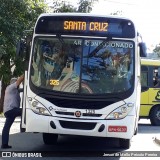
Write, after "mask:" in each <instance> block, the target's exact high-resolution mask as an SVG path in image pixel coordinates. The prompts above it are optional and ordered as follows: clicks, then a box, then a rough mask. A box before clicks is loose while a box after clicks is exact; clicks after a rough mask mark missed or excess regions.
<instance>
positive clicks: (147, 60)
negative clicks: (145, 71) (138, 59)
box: [141, 58, 160, 66]
mask: <svg viewBox="0 0 160 160" xmlns="http://www.w3.org/2000/svg"><path fill="white" fill-rule="evenodd" d="M141 65H146V66H160V59H151V58H141Z"/></svg>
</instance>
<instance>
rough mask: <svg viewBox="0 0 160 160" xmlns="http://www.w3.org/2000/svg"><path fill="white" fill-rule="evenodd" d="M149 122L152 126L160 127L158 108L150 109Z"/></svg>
mask: <svg viewBox="0 0 160 160" xmlns="http://www.w3.org/2000/svg"><path fill="white" fill-rule="evenodd" d="M150 121H151V124H152V125H153V126H160V106H155V107H153V108H152V109H151V113H150Z"/></svg>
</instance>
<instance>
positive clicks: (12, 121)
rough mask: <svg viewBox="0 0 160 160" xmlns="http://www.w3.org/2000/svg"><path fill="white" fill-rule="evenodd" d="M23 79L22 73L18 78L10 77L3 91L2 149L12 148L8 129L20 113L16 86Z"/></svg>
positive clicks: (1, 146)
mask: <svg viewBox="0 0 160 160" xmlns="http://www.w3.org/2000/svg"><path fill="white" fill-rule="evenodd" d="M23 80H24V75H21V76H20V77H19V78H18V79H15V78H12V79H11V81H10V85H8V86H7V88H6V91H5V96H4V106H3V113H4V116H5V117H6V121H5V124H4V127H3V130H2V146H1V148H2V149H7V148H12V146H10V145H8V142H9V131H10V128H11V126H12V124H13V122H14V120H15V118H16V117H18V116H21V115H22V109H21V108H20V100H21V99H20V93H19V91H18V88H19V85H20V84H21V82H23Z"/></svg>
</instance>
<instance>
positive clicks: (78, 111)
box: [74, 111, 82, 118]
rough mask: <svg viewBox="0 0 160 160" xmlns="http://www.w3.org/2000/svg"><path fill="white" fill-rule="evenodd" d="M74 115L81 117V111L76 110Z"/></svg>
mask: <svg viewBox="0 0 160 160" xmlns="http://www.w3.org/2000/svg"><path fill="white" fill-rule="evenodd" d="M74 115H75V116H76V117H77V118H79V117H81V115H82V114H81V111H76V112H75V113H74Z"/></svg>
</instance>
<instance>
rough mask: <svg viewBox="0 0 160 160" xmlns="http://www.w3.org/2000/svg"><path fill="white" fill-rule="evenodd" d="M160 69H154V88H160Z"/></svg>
mask: <svg viewBox="0 0 160 160" xmlns="http://www.w3.org/2000/svg"><path fill="white" fill-rule="evenodd" d="M159 71H160V67H154V68H153V86H154V87H158V88H160V72H159Z"/></svg>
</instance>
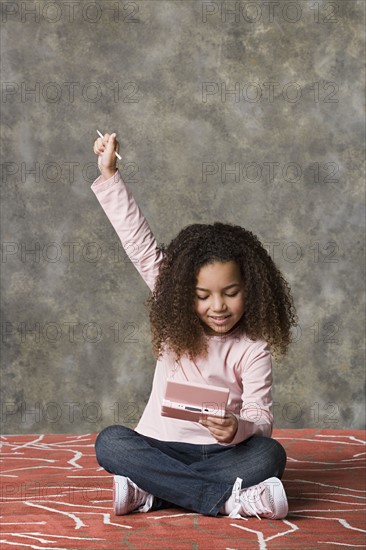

——————————

=== Requirement ===
Pull out each line of the material above that contains the string "positive". Case counts.

=== Exercise answer ===
positive clicks: (147, 60)
positive clicks: (12, 121)
positive clicks: (1, 146)
positive clicks: (78, 111)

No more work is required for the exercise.